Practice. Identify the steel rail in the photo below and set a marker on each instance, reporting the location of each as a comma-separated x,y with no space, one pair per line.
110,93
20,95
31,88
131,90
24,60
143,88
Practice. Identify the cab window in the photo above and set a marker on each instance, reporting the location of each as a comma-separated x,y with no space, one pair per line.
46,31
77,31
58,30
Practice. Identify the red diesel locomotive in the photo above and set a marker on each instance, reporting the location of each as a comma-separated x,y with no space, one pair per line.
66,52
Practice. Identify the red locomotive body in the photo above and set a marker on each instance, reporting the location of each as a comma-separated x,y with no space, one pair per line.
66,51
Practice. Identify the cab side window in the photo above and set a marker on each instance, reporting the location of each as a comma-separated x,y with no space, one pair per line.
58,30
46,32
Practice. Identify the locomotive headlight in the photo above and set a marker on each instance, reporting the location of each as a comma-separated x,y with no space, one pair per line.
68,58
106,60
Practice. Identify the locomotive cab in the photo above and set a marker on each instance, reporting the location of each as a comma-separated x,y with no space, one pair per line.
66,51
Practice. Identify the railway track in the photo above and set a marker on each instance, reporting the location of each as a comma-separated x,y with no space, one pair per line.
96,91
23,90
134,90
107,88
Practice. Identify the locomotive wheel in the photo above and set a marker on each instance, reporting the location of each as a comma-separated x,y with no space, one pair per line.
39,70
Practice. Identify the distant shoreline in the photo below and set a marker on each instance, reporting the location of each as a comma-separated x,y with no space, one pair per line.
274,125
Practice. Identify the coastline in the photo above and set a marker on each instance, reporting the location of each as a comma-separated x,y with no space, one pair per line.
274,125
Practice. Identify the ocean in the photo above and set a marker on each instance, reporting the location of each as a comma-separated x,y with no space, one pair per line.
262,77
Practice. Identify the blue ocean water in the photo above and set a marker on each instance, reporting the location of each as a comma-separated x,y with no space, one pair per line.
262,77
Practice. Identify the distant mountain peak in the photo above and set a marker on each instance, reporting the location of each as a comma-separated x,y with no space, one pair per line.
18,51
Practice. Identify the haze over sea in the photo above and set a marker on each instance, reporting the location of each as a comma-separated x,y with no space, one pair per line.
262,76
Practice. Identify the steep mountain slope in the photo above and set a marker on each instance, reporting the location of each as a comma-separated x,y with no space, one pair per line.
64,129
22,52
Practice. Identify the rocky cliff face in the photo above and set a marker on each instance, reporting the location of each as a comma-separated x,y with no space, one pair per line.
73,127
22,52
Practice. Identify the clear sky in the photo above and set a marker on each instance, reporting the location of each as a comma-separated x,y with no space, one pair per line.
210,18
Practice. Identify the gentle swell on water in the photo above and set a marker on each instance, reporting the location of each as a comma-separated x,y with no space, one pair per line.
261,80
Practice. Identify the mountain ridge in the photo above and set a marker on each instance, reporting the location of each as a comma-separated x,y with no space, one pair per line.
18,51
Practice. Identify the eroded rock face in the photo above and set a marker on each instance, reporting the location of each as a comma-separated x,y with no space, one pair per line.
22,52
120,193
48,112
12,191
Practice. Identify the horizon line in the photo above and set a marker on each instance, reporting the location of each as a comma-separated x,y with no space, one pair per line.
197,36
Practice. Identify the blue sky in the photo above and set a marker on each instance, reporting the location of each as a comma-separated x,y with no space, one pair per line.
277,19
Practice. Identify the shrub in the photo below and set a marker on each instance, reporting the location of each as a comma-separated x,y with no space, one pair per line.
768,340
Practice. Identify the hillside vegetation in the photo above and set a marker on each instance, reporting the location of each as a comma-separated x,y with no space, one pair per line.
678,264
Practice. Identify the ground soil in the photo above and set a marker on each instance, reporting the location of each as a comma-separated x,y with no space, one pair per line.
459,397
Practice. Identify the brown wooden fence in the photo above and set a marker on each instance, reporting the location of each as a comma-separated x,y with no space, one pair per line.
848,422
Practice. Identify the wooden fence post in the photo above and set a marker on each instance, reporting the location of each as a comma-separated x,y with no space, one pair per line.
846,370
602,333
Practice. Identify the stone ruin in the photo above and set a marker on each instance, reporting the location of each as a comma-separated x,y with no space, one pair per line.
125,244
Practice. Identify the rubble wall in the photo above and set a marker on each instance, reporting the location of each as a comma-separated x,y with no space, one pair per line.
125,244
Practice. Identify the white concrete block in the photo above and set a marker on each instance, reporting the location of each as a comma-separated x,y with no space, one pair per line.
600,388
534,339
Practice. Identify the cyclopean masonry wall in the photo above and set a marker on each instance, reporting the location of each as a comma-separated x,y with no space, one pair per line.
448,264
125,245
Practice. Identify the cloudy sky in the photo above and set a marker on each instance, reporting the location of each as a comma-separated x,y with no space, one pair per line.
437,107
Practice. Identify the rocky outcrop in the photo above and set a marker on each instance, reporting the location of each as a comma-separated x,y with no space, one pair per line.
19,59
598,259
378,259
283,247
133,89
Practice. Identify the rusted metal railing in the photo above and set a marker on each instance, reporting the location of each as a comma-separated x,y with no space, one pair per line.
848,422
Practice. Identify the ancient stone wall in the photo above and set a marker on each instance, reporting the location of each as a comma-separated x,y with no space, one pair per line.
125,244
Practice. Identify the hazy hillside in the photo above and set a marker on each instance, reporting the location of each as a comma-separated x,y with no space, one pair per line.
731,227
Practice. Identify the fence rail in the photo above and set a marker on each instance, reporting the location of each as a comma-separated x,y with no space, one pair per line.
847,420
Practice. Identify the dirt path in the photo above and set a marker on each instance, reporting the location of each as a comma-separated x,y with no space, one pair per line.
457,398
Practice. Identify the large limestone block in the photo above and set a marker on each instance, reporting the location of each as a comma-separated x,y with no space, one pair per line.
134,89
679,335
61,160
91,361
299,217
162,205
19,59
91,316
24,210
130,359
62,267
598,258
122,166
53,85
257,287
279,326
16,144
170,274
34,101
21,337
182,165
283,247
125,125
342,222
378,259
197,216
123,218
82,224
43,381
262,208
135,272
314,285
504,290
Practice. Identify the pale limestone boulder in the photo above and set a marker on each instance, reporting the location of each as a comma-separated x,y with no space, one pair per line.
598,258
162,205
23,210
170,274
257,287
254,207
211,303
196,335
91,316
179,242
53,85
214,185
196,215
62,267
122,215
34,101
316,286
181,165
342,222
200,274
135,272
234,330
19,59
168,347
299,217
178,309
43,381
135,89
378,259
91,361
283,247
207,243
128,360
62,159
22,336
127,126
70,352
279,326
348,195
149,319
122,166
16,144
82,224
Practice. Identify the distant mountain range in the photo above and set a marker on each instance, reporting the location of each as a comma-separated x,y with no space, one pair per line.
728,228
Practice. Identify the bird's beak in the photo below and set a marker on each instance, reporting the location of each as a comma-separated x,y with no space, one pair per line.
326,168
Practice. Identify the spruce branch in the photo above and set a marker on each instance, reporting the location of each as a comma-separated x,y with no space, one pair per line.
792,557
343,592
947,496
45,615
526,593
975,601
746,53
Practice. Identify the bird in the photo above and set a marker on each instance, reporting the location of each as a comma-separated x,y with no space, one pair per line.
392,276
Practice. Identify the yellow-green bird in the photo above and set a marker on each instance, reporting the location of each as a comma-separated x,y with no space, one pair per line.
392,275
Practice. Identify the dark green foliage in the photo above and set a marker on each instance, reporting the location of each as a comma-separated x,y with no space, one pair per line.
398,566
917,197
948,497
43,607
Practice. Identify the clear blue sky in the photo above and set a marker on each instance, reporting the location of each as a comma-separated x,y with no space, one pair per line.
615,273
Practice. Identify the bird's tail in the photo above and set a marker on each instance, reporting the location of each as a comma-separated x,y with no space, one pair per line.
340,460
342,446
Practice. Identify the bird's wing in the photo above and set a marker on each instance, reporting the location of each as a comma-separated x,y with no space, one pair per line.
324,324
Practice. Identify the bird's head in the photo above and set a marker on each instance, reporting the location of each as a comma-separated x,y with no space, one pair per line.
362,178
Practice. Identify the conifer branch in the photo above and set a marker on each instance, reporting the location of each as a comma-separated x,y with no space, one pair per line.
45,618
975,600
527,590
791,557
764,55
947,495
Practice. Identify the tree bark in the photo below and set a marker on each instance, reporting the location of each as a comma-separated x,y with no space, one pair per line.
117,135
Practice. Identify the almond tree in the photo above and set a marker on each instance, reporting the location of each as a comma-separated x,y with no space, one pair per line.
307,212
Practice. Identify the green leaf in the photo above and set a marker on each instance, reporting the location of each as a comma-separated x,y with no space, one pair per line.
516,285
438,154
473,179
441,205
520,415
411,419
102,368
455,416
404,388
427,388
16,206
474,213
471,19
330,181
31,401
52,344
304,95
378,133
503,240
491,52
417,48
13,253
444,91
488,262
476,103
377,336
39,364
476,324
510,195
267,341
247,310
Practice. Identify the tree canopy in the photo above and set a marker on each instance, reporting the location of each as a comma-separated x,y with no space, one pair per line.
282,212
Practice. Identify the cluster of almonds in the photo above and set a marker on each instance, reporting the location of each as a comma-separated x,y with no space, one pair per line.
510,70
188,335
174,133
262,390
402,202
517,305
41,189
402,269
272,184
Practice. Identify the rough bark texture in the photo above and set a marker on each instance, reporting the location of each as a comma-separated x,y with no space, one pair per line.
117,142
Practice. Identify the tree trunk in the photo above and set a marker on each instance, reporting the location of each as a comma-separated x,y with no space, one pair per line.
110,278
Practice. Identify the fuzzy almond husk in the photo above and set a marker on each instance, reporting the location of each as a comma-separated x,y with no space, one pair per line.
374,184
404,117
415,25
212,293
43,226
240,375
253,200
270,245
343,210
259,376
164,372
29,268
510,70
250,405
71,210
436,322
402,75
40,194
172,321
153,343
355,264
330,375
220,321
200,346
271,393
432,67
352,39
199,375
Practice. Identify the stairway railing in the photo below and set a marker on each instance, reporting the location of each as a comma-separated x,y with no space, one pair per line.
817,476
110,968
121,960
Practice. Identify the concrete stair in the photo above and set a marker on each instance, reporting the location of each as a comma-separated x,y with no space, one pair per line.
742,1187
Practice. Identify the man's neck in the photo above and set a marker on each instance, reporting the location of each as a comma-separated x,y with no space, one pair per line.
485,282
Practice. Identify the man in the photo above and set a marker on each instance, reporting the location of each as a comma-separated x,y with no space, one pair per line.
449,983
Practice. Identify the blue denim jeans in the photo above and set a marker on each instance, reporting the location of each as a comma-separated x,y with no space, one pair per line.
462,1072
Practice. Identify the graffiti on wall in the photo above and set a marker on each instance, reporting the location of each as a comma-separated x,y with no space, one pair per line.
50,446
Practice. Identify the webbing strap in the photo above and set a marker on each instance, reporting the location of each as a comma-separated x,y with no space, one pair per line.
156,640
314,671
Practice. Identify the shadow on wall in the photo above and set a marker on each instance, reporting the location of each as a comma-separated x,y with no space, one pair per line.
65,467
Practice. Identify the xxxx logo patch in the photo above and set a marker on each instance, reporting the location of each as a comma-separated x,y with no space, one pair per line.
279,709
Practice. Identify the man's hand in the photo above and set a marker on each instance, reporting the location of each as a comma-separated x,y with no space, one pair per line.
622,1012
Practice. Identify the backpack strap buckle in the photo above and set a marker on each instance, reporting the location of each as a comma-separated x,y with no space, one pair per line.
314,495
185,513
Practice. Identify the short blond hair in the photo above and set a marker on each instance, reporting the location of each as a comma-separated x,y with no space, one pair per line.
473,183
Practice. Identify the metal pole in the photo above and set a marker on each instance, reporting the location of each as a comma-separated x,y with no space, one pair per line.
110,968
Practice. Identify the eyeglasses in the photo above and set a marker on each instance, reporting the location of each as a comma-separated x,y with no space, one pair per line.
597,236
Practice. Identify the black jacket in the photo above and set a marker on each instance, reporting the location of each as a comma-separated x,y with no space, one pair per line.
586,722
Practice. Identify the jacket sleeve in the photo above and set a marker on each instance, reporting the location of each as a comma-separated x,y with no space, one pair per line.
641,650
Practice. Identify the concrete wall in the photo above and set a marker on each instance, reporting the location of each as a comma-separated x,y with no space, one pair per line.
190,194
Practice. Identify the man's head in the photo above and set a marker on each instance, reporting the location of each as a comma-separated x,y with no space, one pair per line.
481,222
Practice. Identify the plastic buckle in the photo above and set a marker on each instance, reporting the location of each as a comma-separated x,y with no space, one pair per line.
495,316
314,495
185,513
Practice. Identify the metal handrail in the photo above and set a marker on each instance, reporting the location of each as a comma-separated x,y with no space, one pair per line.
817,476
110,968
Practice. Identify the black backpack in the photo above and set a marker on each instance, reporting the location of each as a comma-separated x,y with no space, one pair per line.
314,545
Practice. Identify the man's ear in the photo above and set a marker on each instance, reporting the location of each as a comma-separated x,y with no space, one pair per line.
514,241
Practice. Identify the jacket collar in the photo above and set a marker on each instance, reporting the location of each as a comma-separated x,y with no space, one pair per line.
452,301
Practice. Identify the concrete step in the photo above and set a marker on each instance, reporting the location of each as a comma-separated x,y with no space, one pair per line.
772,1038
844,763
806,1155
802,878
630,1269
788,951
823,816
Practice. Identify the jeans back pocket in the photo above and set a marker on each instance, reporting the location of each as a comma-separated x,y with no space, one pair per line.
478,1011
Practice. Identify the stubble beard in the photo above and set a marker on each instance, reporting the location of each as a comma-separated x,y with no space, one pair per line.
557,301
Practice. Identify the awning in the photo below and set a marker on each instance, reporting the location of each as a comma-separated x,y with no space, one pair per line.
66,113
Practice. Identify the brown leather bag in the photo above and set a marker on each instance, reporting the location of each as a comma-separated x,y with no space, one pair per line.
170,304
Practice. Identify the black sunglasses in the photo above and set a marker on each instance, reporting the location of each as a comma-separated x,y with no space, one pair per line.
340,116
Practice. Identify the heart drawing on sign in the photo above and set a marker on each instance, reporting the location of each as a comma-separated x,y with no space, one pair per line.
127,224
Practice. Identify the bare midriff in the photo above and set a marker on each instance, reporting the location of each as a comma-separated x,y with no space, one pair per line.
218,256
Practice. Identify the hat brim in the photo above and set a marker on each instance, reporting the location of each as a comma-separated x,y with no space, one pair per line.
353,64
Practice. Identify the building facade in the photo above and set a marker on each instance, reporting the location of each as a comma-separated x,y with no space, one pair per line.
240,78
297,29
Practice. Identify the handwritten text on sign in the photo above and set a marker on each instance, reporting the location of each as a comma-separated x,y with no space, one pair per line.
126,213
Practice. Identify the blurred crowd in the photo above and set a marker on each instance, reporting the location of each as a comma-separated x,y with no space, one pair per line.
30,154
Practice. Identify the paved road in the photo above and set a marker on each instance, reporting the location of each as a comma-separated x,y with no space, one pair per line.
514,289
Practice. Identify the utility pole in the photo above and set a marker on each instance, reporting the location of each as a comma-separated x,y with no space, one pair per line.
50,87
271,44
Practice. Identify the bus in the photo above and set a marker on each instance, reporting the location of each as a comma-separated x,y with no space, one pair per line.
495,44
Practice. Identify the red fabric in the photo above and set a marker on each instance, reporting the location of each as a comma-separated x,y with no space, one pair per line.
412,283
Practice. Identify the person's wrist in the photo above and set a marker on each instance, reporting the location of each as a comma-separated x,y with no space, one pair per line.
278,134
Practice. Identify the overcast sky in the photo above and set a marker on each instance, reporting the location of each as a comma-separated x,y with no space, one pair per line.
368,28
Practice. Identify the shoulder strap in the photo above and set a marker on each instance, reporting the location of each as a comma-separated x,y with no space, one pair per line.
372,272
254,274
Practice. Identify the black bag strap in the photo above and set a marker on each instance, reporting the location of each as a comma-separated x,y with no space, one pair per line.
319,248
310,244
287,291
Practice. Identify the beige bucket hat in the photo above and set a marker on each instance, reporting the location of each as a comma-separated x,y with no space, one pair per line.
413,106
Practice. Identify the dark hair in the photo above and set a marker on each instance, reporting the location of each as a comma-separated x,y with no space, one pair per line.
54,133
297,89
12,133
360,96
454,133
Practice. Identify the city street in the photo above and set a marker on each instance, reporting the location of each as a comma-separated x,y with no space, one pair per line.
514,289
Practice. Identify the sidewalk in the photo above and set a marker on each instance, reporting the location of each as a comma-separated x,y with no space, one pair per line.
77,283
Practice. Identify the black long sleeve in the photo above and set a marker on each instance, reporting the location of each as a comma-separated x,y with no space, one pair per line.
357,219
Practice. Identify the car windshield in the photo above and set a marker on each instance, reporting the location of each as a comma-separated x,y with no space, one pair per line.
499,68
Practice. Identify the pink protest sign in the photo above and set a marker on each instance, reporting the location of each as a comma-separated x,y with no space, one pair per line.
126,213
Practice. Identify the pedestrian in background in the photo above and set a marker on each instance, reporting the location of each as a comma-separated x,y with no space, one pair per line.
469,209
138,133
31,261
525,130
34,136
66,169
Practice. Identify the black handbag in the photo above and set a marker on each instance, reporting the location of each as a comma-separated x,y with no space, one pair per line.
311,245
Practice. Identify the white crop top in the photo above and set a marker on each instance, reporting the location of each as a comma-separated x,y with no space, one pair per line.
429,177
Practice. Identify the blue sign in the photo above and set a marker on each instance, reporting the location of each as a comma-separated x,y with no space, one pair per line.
****************************************
* **What is expected**: Arrange the lines from the one containing "Practice. Identify the black handbag" through the end of the items as a Markdown table with the columns Row and Line. Number each row and leave out blank lines.

* **Output of the task**:
| Row | Line |
|---|---|
| 1 | Practice. Identify the black handbag in the photo above and set a marker on each instance, reporting the location of each as a comma-separated x,y with no space, one pair per line. |
| 2 | 311,245 |
| 3 | Practice. Identify the white crop top in the photo above and set a marker on each instance, reporting the location of each as a comma-separated x,y with no space, one pair per line. |
| 4 | 429,177 |
| 5 | Practice. Identify the blue sign in the photo above and set a marker on each instance, reporting the location of each as a comma-separated x,y with no space, one pair per line. |